*** Opening Text ***
Author: Bob Kronemyer
Anesthesiology News
Care plans that include opioids provide limited effectiveness in treating persistent pain, according to a project conducted at Dartmouth-Hitchcock Medical Center.
“Consequently, first-line drugs for the treatment of persistent pain should almost always be nonopioids,” said one of the project leaders, Debbie Fabry, BS, RN-BC, SANE, a nurse manager at the Center for Pain and Spine, which is a hospital-based clinic located within Dartmouth-Hitchcock Medical Center (DHMC) in Lebanon, N.H.
But if a provider is considering prescribing opioids for persistent pain, the standard of care should include prescribing guidelines by the CDC, which generally restrict prescribing to a three- to seven-day supply; appropriate standardized risk assessment tools; routine and random urine drug testing; and a prescription drug monitoring program, according to Ms. Fabry, who presented results at the 2019 annual conference of the American Society for Pain Management Nursing, in Portland, Ore. (abstract C1).
*** Closing Text ***
*** Opening Provided information ***
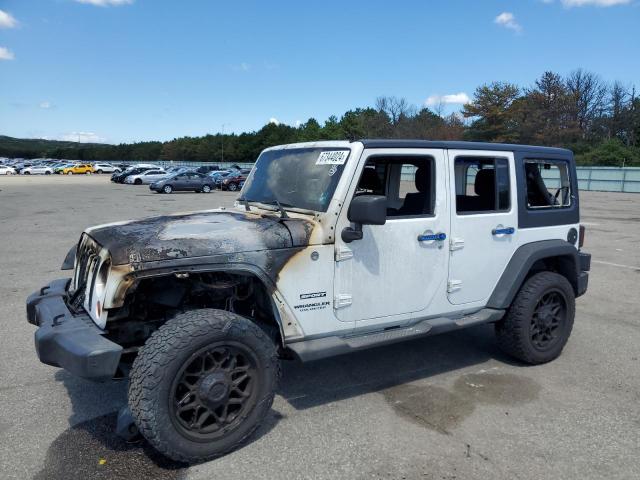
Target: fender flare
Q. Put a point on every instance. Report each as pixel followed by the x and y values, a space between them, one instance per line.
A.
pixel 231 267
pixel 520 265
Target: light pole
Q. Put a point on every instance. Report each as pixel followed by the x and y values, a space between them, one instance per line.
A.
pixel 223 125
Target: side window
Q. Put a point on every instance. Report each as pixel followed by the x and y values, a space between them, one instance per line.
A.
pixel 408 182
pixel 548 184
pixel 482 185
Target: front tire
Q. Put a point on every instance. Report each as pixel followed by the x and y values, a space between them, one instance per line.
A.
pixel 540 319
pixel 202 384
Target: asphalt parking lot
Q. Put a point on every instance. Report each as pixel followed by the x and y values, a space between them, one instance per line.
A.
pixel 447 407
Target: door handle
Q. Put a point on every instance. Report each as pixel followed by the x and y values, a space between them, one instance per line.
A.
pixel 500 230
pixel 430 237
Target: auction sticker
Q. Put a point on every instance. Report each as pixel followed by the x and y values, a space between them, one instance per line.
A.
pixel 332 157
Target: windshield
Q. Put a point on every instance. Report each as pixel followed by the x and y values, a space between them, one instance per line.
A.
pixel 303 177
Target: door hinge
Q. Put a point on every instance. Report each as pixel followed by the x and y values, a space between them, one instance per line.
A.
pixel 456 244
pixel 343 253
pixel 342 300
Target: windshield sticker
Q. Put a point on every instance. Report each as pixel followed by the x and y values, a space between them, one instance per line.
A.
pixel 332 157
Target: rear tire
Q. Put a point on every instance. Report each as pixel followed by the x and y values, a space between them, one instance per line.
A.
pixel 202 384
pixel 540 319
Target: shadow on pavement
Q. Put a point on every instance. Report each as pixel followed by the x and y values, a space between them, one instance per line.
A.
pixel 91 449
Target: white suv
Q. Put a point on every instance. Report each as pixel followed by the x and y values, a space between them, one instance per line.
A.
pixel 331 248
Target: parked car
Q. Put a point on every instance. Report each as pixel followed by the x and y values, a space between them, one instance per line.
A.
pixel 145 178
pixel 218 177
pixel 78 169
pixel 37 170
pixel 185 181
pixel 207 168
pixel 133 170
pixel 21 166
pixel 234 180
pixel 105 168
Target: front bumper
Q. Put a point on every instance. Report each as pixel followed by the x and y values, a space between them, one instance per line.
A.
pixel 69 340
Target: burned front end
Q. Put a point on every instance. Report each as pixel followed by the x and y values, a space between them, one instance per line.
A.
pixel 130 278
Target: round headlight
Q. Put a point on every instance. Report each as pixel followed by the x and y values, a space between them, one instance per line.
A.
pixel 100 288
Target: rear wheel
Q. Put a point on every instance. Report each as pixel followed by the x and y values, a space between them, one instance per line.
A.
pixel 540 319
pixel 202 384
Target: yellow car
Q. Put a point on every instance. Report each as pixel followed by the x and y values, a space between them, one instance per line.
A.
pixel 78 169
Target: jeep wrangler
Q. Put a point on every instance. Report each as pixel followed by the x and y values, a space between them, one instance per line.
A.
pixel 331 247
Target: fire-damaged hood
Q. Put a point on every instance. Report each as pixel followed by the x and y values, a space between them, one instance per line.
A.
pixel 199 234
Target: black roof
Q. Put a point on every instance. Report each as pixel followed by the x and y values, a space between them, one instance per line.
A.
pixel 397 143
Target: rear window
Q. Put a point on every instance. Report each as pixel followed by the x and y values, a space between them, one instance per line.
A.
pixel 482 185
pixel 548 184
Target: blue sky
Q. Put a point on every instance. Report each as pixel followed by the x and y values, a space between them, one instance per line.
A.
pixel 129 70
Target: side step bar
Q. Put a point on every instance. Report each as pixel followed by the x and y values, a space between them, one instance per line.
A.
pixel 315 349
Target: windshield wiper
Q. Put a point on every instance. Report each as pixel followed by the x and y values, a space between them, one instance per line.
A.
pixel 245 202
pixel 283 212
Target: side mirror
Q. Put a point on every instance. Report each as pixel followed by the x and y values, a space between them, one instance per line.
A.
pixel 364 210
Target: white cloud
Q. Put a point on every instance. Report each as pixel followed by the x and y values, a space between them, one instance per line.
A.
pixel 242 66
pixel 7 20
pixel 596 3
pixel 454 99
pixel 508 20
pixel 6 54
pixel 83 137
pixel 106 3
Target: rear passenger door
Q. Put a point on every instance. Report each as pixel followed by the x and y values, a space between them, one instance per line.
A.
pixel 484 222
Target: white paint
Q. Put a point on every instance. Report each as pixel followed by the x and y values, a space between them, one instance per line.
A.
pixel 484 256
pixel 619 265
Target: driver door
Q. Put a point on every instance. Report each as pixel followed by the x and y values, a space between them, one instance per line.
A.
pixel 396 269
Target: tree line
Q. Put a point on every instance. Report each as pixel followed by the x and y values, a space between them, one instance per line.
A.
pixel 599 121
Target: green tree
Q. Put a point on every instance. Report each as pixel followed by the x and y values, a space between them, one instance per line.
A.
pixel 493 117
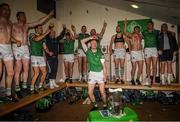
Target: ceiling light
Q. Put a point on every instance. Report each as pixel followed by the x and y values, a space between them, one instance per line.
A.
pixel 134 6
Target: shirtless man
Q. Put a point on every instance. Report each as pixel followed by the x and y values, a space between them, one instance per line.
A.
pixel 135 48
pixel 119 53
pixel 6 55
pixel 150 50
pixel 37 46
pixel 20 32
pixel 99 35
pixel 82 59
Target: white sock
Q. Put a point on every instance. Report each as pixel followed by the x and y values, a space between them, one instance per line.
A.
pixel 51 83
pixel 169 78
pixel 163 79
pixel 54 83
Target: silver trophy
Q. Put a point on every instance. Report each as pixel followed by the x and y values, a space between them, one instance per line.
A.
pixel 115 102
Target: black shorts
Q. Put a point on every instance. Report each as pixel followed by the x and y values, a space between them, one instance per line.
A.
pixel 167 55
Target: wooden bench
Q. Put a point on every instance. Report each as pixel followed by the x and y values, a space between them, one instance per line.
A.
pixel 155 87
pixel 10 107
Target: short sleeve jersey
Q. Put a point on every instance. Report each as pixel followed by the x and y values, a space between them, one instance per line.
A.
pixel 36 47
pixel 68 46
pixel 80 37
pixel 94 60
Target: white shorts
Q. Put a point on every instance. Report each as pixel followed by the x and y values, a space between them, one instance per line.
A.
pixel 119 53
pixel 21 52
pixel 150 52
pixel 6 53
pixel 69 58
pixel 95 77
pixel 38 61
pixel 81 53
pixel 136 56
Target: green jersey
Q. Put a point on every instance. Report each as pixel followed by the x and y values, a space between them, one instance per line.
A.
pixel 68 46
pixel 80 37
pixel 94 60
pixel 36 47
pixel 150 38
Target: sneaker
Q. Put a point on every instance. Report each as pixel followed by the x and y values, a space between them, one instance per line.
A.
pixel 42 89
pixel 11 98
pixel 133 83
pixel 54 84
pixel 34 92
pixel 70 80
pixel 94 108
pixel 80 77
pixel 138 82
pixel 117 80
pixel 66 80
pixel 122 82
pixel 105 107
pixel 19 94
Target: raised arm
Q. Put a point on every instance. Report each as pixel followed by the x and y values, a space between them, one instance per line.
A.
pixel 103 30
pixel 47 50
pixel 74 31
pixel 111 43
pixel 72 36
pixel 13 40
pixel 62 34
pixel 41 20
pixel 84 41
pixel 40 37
*** Closing Provided information ***
*** Opening Provided information ***
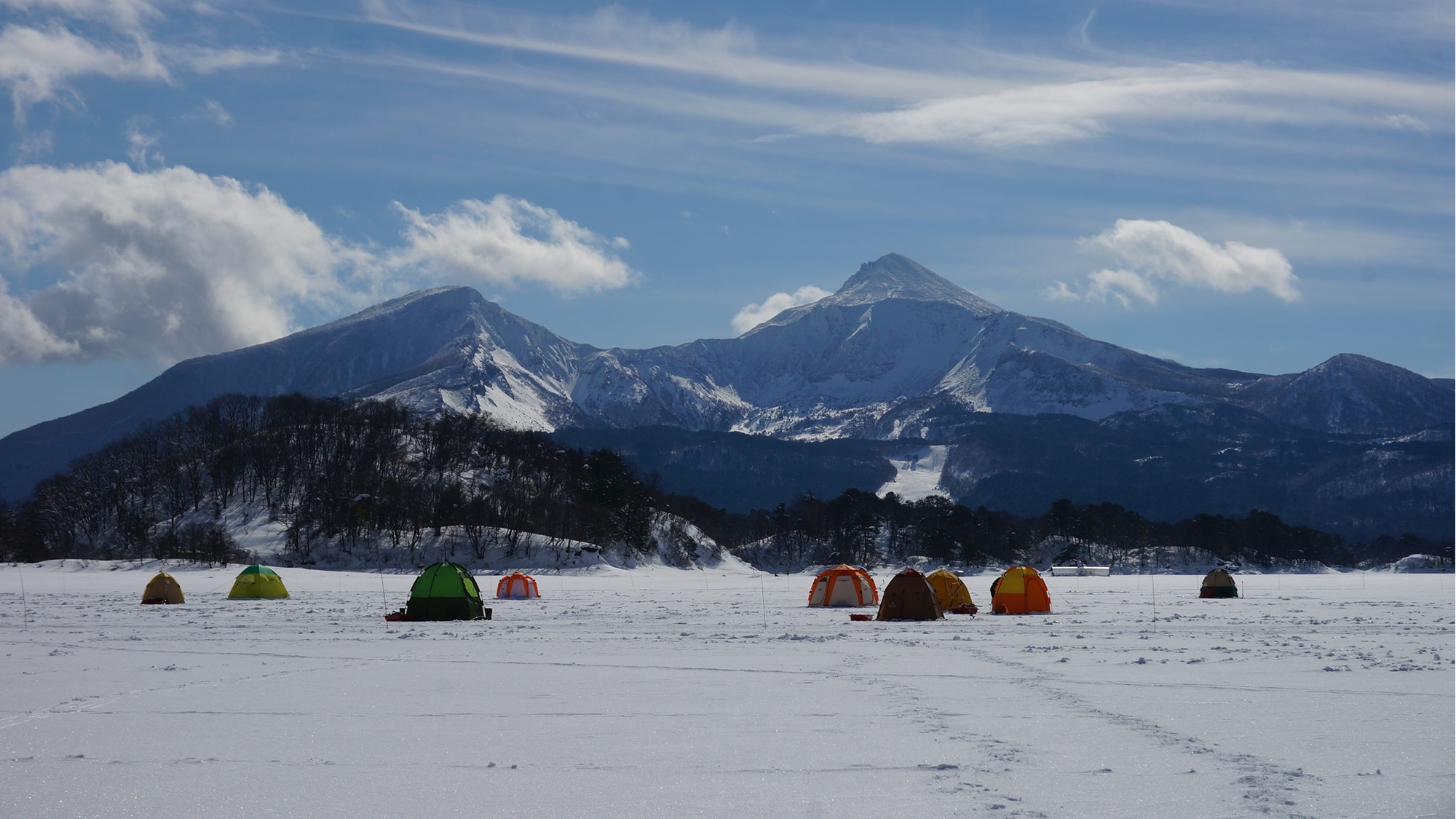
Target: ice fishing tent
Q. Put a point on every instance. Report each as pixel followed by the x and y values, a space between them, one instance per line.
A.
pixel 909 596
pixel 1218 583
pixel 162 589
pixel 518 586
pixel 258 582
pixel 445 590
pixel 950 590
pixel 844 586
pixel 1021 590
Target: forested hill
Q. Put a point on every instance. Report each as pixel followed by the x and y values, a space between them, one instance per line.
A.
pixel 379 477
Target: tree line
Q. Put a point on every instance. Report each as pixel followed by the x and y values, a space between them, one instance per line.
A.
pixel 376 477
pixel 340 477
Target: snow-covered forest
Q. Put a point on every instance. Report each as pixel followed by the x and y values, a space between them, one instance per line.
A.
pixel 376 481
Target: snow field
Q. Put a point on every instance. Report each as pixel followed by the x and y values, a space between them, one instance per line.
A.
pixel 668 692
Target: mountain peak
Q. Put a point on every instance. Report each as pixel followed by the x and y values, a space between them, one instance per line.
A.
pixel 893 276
*** Closing Provided information ***
Exercise set:
[1] Answer these questions using the article on opioids for persistent pain:
(a) Where is the Center for Pain and Spine located?
(b) To what supply do the CDC guidelines generally restrict opioid prescribing?
(c) At what event and in which city were the results presented?
[2] Quote the article on opioids for persistent pain from "But if a provider" up to and including "Ore. (abstract C1).".
[3] Continue the article on opioids for persistent pain from where it stops.

Written responses:
[1]
(a) Within Dartmouth-Hitchcock Medical Center (DHMC) in Lebanon, N.H.
(b) A three- to seven-day supply.
(c) The 2019 annual conference of the American Society for Pain Management Nursing, in Portland, Ore.

[2]
But if a provider is considering prescribing opioids for persistent pain, the standard of care should include prescribing guidelines by the CDC, which generally restrict prescribing to a three- to seven-day supply; appropriate standardized risk assessment tools; routine and random urine drug testing; and a prescription drug monitoring program, according to Ms. Fabry, who presented results at the 2019 annual conference of the American Society for Pain Management Nursing, in Portland, Ore. (abstract C1).

[3]
For the project, 166 adult patients with persistent pain representing 255 opioid prescriptions were selected to begin a downward titration to reduce or stop opioid treatment between February 2018 and February 2019. Morphine milligram equivalents (MMEs) ranged from 1 to nearly 375 mg per day. “Approximately 16% of patients were taking over 90 MMEs, thus exceeding the CDC guidelines for opioid prescribing,” Ms. Fabry said.
A full-time pain psychologist was subsequently hired.
“The key was thoughtfully and gradually tapering persistent pain patients off opioids,” Ms. Fabry said.
Opioid Status Quo
Alternative therapies included reconsideration of interventional procedures; novel nonopioid medications, such as low-dose naltrexone (LDN); mindfulness; and a 14-day functional restoration program entailing psychosocial interventions, therapeutic exercise and educational presentations.
Nonetheless, pain scores for the middle 50% of study patients remained statistically unchanged. “This suggests that either opioids were never benefiting the patients or that the alternatives they were offered provided equal relief, without the risks associated with opioids,” Ms. Fabry said.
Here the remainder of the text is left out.